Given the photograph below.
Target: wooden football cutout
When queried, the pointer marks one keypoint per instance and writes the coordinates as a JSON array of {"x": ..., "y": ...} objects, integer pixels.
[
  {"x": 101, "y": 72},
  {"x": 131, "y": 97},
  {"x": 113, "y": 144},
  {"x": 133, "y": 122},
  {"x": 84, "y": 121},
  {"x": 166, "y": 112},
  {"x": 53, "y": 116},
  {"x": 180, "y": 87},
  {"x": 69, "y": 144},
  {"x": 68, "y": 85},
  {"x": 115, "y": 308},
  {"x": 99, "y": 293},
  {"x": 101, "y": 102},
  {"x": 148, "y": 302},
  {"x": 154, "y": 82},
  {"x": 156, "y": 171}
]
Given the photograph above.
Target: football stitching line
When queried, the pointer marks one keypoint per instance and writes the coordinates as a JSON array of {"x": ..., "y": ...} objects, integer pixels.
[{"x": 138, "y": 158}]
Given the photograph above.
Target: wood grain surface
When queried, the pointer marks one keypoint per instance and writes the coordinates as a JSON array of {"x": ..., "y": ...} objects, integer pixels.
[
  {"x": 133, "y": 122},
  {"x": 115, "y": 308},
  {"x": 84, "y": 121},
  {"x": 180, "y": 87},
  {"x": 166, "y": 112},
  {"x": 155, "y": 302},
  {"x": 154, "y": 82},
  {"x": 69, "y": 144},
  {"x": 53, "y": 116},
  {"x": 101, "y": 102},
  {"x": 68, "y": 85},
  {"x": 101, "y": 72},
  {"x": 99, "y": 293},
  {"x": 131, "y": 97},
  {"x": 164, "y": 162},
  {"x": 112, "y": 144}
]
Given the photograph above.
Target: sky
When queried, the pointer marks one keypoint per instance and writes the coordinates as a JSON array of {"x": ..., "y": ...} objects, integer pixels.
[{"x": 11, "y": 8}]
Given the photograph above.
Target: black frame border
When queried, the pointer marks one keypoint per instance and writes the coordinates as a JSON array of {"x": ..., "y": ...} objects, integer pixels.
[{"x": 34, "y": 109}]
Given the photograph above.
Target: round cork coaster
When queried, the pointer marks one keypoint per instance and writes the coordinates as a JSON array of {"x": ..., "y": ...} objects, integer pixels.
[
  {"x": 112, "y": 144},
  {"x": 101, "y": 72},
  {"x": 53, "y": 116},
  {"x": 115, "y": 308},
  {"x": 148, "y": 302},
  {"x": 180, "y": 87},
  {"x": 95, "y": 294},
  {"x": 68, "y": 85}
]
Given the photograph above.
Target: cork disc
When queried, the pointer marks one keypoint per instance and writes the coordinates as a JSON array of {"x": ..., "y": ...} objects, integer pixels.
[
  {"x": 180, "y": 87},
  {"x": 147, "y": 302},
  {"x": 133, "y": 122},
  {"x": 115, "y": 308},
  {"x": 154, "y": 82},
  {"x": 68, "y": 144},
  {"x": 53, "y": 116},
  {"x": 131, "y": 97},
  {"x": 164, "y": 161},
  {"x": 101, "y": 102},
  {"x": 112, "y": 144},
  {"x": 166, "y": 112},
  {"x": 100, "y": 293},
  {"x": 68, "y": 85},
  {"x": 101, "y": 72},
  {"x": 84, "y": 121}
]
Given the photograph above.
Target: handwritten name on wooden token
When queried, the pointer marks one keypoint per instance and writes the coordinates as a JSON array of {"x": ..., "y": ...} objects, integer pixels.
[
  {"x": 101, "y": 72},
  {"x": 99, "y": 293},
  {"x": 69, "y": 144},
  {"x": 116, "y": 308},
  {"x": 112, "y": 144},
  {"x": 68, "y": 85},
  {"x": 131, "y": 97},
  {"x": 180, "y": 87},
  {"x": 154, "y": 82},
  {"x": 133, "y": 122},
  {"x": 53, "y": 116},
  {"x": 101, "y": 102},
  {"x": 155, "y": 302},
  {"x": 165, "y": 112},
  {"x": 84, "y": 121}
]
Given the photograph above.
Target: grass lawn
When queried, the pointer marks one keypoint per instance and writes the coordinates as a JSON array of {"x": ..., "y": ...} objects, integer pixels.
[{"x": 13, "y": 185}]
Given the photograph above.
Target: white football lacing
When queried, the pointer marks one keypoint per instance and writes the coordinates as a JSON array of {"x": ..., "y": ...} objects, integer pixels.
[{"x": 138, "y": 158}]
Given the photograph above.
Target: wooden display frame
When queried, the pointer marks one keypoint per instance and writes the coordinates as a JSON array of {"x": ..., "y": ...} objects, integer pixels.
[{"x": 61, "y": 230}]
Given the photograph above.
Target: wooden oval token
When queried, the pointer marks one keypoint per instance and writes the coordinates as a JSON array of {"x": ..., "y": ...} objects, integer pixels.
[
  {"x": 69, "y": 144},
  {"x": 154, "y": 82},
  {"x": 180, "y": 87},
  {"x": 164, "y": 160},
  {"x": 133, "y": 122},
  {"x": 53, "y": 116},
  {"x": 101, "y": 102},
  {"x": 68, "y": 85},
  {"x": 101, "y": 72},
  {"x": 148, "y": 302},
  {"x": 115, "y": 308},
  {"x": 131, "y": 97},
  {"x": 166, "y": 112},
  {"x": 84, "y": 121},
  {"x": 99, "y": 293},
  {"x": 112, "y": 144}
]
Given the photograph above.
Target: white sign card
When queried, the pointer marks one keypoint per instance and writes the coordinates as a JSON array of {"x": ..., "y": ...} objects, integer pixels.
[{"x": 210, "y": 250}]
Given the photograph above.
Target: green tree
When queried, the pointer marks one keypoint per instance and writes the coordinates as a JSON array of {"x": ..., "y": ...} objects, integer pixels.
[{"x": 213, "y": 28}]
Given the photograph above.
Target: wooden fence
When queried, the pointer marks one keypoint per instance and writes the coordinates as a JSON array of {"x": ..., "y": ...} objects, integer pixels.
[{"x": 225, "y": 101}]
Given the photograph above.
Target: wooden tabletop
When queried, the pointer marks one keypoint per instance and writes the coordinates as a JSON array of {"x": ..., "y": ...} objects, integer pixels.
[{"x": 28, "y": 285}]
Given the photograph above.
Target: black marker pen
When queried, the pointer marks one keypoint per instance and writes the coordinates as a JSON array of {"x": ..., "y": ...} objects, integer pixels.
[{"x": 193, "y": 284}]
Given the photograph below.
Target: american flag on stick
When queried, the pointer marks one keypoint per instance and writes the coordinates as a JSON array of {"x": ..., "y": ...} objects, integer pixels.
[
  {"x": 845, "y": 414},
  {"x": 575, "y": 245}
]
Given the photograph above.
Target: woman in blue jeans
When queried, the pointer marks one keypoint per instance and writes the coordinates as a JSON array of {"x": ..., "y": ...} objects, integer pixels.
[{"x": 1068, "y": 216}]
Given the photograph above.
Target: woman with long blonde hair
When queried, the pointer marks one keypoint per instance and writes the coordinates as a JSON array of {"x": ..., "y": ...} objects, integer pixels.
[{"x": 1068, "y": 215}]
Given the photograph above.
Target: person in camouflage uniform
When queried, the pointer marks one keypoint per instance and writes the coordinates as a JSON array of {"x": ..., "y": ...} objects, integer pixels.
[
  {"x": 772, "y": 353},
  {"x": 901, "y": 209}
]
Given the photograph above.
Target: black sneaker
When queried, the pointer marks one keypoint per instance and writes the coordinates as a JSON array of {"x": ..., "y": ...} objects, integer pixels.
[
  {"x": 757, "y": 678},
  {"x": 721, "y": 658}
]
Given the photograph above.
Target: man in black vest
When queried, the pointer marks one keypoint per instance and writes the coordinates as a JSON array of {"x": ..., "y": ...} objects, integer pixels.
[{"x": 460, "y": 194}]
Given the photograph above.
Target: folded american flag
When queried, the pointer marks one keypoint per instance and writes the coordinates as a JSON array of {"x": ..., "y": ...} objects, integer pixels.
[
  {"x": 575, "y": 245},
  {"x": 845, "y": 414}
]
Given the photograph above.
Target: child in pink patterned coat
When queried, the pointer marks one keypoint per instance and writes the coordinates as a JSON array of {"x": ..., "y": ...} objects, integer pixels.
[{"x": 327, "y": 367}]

■ WHAT THE TASK REQUIRES ■
Nothing but the lines from the one containing "Target: folded american flag" through the last line of the data above should be given again, each exactly as it stands.

■ ANSWER TO THE EXERCISE ■
Target: folded american flag
When queried, the pointer marks one keypoint per instance and writes the coordinates as a JSON array of {"x": ..., "y": ...} objects, integer pixels.
[
  {"x": 575, "y": 245},
  {"x": 845, "y": 414}
]
Given the photograph above.
Target: child in pink patterned coat
When queried, the pointer marks one keypoint per instance and writes the coordinates as a JSON array of {"x": ..., "y": ...} objects, integer pixels.
[{"x": 327, "y": 367}]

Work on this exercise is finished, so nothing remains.